Entries for labeling with bounding boxes:

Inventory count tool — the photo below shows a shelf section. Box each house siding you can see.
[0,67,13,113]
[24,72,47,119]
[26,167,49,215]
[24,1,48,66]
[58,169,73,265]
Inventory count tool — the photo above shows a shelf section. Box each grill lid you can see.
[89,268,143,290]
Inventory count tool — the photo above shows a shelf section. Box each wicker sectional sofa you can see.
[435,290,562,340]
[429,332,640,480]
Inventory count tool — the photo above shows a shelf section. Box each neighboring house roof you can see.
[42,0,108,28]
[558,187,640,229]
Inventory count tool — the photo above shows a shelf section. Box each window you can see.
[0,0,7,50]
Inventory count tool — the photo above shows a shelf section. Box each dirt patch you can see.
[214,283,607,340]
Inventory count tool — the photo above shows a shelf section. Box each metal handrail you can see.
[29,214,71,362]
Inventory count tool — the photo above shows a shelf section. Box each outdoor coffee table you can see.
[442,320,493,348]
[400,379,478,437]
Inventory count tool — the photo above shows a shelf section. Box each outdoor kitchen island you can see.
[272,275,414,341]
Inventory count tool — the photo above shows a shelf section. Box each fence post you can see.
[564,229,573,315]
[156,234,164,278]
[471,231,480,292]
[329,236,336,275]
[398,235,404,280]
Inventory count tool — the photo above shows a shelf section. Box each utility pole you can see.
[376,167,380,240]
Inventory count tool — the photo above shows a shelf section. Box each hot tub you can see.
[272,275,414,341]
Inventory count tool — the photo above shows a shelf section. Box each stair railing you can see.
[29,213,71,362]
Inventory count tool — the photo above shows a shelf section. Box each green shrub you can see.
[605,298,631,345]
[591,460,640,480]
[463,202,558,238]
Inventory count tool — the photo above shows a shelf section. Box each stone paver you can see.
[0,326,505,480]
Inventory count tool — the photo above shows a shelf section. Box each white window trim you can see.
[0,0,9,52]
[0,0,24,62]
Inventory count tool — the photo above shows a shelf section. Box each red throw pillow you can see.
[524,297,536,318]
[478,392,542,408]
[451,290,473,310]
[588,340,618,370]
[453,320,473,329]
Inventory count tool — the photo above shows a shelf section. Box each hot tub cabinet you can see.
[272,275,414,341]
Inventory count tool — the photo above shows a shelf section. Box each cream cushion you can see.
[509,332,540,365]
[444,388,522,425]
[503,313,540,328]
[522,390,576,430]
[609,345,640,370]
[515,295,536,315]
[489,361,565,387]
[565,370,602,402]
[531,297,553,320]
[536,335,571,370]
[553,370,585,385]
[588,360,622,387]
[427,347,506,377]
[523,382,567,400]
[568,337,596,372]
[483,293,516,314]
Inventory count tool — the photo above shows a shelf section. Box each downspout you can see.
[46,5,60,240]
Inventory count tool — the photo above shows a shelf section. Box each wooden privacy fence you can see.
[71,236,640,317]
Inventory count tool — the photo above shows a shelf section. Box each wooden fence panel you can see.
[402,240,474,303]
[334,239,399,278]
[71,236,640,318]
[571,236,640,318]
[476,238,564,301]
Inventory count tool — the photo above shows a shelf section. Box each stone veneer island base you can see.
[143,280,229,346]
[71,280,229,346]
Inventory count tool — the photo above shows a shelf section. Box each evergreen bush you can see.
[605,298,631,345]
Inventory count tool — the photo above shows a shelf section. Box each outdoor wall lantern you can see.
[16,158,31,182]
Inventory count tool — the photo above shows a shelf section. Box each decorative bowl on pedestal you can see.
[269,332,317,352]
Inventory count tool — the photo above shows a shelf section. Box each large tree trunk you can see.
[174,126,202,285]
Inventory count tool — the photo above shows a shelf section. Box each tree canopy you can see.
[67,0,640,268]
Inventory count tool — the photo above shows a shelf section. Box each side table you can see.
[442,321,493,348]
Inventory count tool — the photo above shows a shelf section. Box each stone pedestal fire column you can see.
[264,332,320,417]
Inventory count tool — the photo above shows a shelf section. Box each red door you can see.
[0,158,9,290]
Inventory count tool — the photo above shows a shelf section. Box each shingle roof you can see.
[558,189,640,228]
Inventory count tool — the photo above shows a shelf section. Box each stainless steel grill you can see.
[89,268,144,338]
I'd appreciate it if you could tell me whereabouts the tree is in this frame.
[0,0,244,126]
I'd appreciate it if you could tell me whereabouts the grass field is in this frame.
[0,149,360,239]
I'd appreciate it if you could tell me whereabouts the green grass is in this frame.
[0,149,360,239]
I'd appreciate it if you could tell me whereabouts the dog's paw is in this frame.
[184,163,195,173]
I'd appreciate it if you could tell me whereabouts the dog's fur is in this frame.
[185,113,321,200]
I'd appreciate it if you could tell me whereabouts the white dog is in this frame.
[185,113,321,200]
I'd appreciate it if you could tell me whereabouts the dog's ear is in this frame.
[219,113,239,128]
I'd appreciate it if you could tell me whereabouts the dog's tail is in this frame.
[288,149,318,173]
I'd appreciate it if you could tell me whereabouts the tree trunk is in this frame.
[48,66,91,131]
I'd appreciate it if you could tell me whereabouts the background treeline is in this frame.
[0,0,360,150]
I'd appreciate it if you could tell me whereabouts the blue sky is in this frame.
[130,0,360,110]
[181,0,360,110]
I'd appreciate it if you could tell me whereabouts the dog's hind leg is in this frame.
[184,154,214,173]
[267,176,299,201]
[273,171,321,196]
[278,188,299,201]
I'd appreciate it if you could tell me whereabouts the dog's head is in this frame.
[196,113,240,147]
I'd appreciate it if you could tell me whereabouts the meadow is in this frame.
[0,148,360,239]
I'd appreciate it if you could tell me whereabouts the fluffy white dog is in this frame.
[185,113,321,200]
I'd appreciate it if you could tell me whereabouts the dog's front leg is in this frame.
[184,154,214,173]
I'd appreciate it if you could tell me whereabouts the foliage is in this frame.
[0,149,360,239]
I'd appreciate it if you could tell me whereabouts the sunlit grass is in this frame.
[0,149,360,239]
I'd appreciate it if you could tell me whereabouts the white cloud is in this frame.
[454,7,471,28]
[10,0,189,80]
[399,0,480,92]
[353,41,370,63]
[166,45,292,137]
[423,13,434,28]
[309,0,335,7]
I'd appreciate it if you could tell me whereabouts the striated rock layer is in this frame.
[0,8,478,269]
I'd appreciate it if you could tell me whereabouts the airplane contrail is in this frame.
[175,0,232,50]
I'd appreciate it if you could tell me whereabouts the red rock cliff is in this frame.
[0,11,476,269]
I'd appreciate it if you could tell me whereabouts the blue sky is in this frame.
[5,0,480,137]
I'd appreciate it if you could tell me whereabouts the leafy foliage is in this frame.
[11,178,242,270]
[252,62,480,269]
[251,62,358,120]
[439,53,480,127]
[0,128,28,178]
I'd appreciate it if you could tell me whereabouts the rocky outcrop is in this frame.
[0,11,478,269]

Prompt: Render the items above as a Markdown table with the columns No. and Line, numbering each line and leaving out blank lines.

Task response:
| No. | Line |
|---|---|
| 1 | Inventory count tool — the photo below shows a shelf section. Box each house siding you can see. |
| 2 | [0,67,13,113] |
| 3 | [24,72,47,119] |
| 4 | [26,167,49,215] |
| 5 | [24,1,48,66] |
| 6 | [58,169,73,265] |
| 7 | Inventory count tool — the photo above shows a shelf section. Box each grill lid you can see. |
| 8 | [89,268,143,290] |
| 9 | Inventory count tool — the photo above shows a shelf section. Box each wicker sectional sofa you can see. |
| 10 | [435,290,562,340] |
| 11 | [429,332,640,480] |
| 12 | Inventory count tool — the photo above shows a shelf section. Box each neighboring house roof you can see. |
| 13 | [42,0,108,28] |
| 14 | [558,187,640,229] |
| 15 | Inventory count tool — the photo above shows a shelf section. Box each window you can see. |
| 16 | [0,0,7,50] |
| 17 | Inventory count tool — the photo above shows a shelf section. Box each dirt patch you can see. |
| 18 | [214,283,607,340] |
| 19 | Inventory count tool — the photo above shows a shelf section. Box each metal handrail you can see. |
| 20 | [29,214,71,362] |
| 21 | Inventory count tool — the photo above shows a shelf section. Box each outdoor coffee table you can see. |
| 22 | [442,320,493,348] |
| 23 | [400,379,478,437] |
| 24 | Inventory count tool — the photo above shows a shelf section. Box each outdoor kitchen island you can see. |
| 25 | [272,275,414,341] |
| 26 | Inventory count tool — the photo above shows a shelf section. Box each fence post you can see. |
| 27 | [564,229,573,315] |
| 28 | [156,234,164,278] |
| 29 | [471,231,480,292] |
| 30 | [329,236,336,275] |
| 31 | [398,235,404,280] |
| 32 | Inventory count tool — the photo above shows a shelf section. Box each utility pole you can see. |
| 33 | [376,167,380,240] |
| 34 | Inventory count tool — the photo above shows a shelf section. Box each hot tub you can see. |
| 35 | [272,275,414,341] |
| 36 | Inventory count tool — the photo above shows a shelf section. Box each stair railing you can see. |
| 37 | [29,213,71,362] |
| 38 | Inventory count tool — the photo above shows a shelf section. Box each green shrub you can see. |
| 39 | [605,298,631,345] |
| 40 | [591,460,640,480] |
| 41 | [463,202,558,238] |
| 42 | Inventory count tool — the photo above shows a shelf section. Box each stone paver you can see. |
| 43 | [0,326,505,480] |
| 44 | Inventory count tool — the photo above shows a shelf section. Box each white window trim you can see. |
| 45 | [0,0,9,52] |
| 46 | [0,0,24,62] |
| 47 | Inventory count tool — the photo above shows a shelf section. Box each red throw pillow you can see. |
| 48 | [524,297,536,318] |
| 49 | [478,392,542,408] |
| 50 | [451,290,473,310] |
| 51 | [588,340,618,370] |
| 52 | [453,320,473,329] |
| 53 | Inventory count tool — the photo above shows a shelf section. Box each hot tub cabinet you can see. |
| 54 | [272,275,414,341] |
| 55 | Inventory count tool — the photo above shows a shelf section. Box each cream cushion you can see. |
| 56 | [509,332,540,365] |
| 57 | [444,388,522,425] |
| 58 | [503,313,540,328] |
| 59 | [522,390,576,430] |
| 60 | [609,345,640,370] |
| 61 | [515,295,536,315] |
| 62 | [489,361,565,387] |
| 63 | [565,370,602,402] |
| 64 | [531,297,553,320] |
| 65 | [536,335,571,370] |
| 66 | [553,370,585,385] |
| 67 | [588,360,622,387] |
| 68 | [427,347,506,377] |
| 69 | [523,382,567,400] |
| 70 | [568,337,596,372] |
| 71 | [483,293,516,314] |
| 72 | Inventory count tool — the photo above shows a shelf section. Box each downspout you can see. |
| 73 | [46,5,60,240] |
| 74 | Inventory count tool — the photo above shows a shelf section. Box each wooden privacy fence you can see. |
| 75 | [71,236,640,317] |
| 76 | Inventory count tool — the photo above shows a shelf section. Box each wooden fence panel you can see. |
| 77 | [402,240,474,303] |
| 78 | [334,239,399,278] |
| 79 | [71,236,640,318] |
| 80 | [571,236,640,318] |
| 81 | [476,238,564,301] |
| 82 | Inventory count tool — the photo above shows a shelf section. Box each stone veneer island base you can see. |
| 83 | [143,280,229,346] |
| 84 | [71,280,229,346] |
| 85 | Inventory count tool — the photo above shows a shelf section. Box each evergreen bush you can see. |
| 86 | [605,298,631,345] |
| 87 | Inventory count tool — the photo above shows a shelf section. Box each outdoor wall lantern you can see. |
| 88 | [16,158,31,182] |
| 89 | Inventory count tool — the photo above shows a shelf section. Box each decorative bowl on pedestal you can see. |
| 90 | [269,332,317,352] |
| 91 | Inventory count tool — the photo above shows a shelf section. Box each large tree trunk you can see. |
| 92 | [174,126,202,285] |
| 93 | Inventory count tool — the photo above shows a shelf section. Box each tree canopy you can see. |
| 94 | [67,0,640,268] |
| 95 | Inventory count tool — the photo above shows a shelf section. Box each side table you can see. |
| 96 | [442,321,493,348] |
| 97 | Inventory count tool — the photo above shows a shelf section. Box each stone pedestal fire column you can see. |
| 98 | [264,332,320,417] |
| 99 | Inventory count tool — the photo above shows a shelf section. Box each red door you can see. |
| 100 | [0,158,9,290] |
| 101 | Inventory count tool — the photo above shows a shelf section. Box each shingle roof you can see. |
| 102 | [558,189,640,228] |
| 103 | Inventory count tool — the photo above shows a shelf section. Box each stainless steel grill you can see. |
| 104 | [89,268,144,338] |
| 105 | I'd appreciate it if you could tell me whereabouts the tree is in this frame. |
| 106 | [0,0,244,126] |
| 107 | I'd appreciate it if you could tell me whereabouts the grass field is in this frame. |
| 108 | [0,149,360,239] |
| 109 | I'd appreciate it if you could tell me whereabouts the green grass is in this frame. |
| 110 | [0,149,360,239] |
| 111 | I'd appreciate it if you could tell me whereabouts the dog's paw is in this frame. |
| 112 | [184,163,195,173] |
| 113 | I'd appreciate it if you could tell me whereabouts the dog's fur is in this frame. |
| 114 | [185,113,321,200] |
| 115 | I'd appreciate it if you could tell me whereabouts the white dog is in this frame. |
| 116 | [185,113,321,200] |
| 117 | I'd appreciate it if you could tell me whereabouts the dog's ear is in this frame. |
| 118 | [219,113,239,128] |
| 119 | I'd appreciate it if you could tell me whereabouts the dog's tail is in this frame. |
| 120 | [288,149,318,173] |
| 121 | I'd appreciate it if you could tell me whereabouts the tree trunk is in this frame. |
| 122 | [48,66,91,131] |
| 123 | I'd appreciate it if you could tell me whereabouts the background treeline is in this frame. |
| 124 | [0,0,360,150] |
| 125 | I'd appreciate it if you could tell me whereabouts the blue sky is in this frame. |
| 126 | [130,0,360,110] |
| 127 | [181,0,360,110] |
| 128 | I'd appreciate it if you could tell me whereabouts the dog's hind leg is in this frame. |
| 129 | [184,154,214,173] |
| 130 | [267,176,299,201] |
| 131 | [273,171,321,196] |
| 132 | [278,188,299,201] |
| 133 | I'd appreciate it if you could tell me whereabouts the dog's head is in this frame. |
| 134 | [196,113,240,147] |
| 135 | I'd appreciate it if you could tell me whereabouts the meadow is in this frame. |
| 136 | [0,148,360,239] |
| 137 | I'd appreciate it if you could tell me whereabouts the fluffy white dog is in this frame. |
| 138 | [185,113,321,200] |
| 139 | I'd appreciate it if you could tell me whereabouts the dog's front leg is in this frame. |
| 140 | [184,154,214,173] |
| 141 | I'd appreciate it if you could tell me whereabouts the foliage is in this frame. |
| 142 | [0,149,360,239] |
| 143 | I'd appreciate it if you could tell me whereabouts the sunlit grass is in this frame. |
| 144 | [0,149,360,239] |
| 145 | I'd appreciate it if you could tell me whereabouts the white cloud is in this frame. |
| 146 | [454,7,471,28] |
| 147 | [10,0,189,80] |
| 148 | [399,0,480,92] |
| 149 | [353,41,370,63] |
| 150 | [166,45,292,137] |
| 151 | [423,13,434,28] |
| 152 | [309,0,335,7] |
| 153 | I'd appreciate it if you could tell me whereabouts the striated rock layer is in this frame. |
| 154 | [0,8,478,269] |
| 155 | I'd appreciate it if you could tell me whereabouts the airplane contrail is in this frame. |
| 156 | [175,0,232,50] |
| 157 | I'd appreciate it if you could tell me whereabouts the red rock cliff is in this frame. |
| 158 | [0,11,476,269] |
| 159 | I'd appreciate it if you could tell me whereabouts the blue sky is in this frame. |
| 160 | [5,0,480,137] |
| 161 | I'd appreciate it if you could tell me whereabouts the leafy foliage is in this frame. |
| 162 | [11,178,242,270] |
| 163 | [252,62,480,269] |
| 164 | [251,62,358,120] |
| 165 | [439,53,480,127] |
| 166 | [0,128,28,178] |
| 167 | I'd appreciate it if you could tell me whereabouts the rocky outcrop is in this frame. |
| 168 | [0,11,478,269] |